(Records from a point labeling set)
╭──
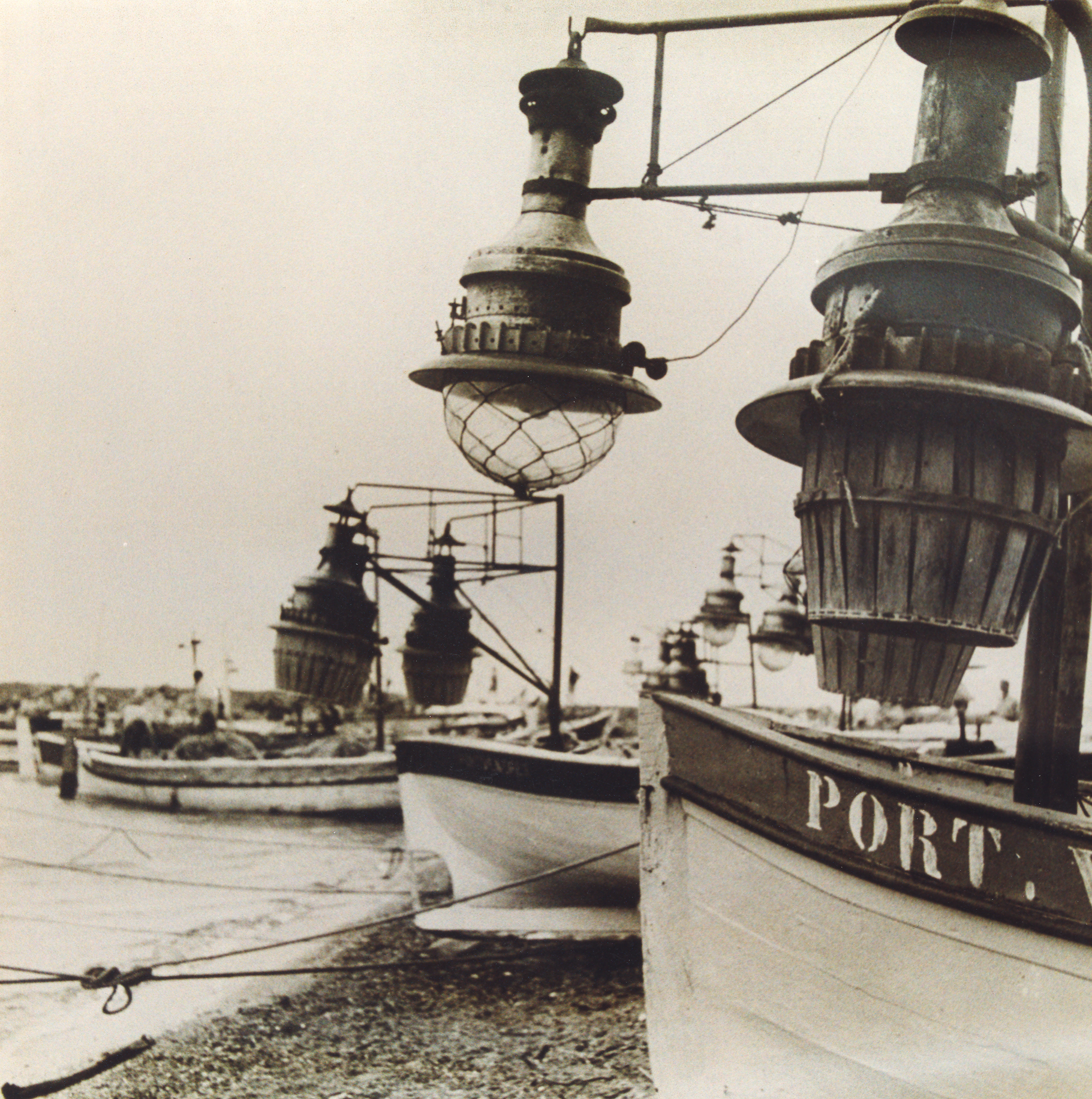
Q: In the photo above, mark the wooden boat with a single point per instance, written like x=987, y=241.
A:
x=47, y=753
x=362, y=784
x=500, y=812
x=828, y=921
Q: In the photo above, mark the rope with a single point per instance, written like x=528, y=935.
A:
x=791, y=218
x=101, y=977
x=787, y=92
x=198, y=839
x=200, y=885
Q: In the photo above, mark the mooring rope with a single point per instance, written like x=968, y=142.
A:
x=116, y=980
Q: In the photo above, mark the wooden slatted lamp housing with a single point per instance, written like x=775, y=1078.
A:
x=943, y=411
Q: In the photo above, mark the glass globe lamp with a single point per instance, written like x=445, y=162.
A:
x=784, y=631
x=533, y=371
x=529, y=435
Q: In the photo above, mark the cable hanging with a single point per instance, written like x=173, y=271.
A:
x=787, y=92
x=799, y=221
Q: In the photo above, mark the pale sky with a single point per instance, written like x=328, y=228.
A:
x=229, y=228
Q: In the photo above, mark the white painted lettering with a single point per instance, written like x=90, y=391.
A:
x=857, y=823
x=1084, y=860
x=815, y=802
x=976, y=848
x=906, y=838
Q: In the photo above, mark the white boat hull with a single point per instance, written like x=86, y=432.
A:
x=772, y=973
x=489, y=835
x=362, y=784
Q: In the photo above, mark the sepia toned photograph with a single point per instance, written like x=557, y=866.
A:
x=546, y=551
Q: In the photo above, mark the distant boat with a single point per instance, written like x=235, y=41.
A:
x=500, y=812
x=361, y=784
x=49, y=745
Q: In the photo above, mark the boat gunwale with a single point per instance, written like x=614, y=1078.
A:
x=1051, y=922
x=112, y=769
x=861, y=769
x=622, y=775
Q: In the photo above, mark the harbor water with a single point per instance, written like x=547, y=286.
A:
x=92, y=884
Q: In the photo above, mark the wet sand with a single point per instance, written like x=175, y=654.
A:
x=567, y=1020
x=88, y=884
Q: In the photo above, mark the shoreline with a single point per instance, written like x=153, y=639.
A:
x=552, y=1018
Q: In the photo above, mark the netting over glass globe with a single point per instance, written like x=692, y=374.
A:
x=529, y=435
x=774, y=658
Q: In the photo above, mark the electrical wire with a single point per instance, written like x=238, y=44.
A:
x=787, y=92
x=798, y=222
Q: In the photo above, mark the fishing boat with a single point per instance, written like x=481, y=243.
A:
x=49, y=748
x=501, y=812
x=361, y=784
x=820, y=921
╰──
### STATED EXERCISE
Print the line containing "Q: In the photo above, mark the shoreline" and every line after it to the end of the records above, exactly as written, and nothing else.

### SOLVED EXERCISE
Q: In the photo above, mark the shoreline with a single point per instance, written like x=153, y=639.
A:
x=552, y=1018
Q: In the photo above, mark the netting over glass globe with a single point per instance, written like x=692, y=374.
A:
x=529, y=435
x=774, y=658
Q: In the photo above, mark the electrical wire with a single point per instance, written like x=238, y=44.
A:
x=787, y=92
x=798, y=222
Q: In the photo above, mark the fishing boat with a single point per instance, written like x=481, y=243.
A:
x=49, y=748
x=501, y=812
x=361, y=784
x=820, y=921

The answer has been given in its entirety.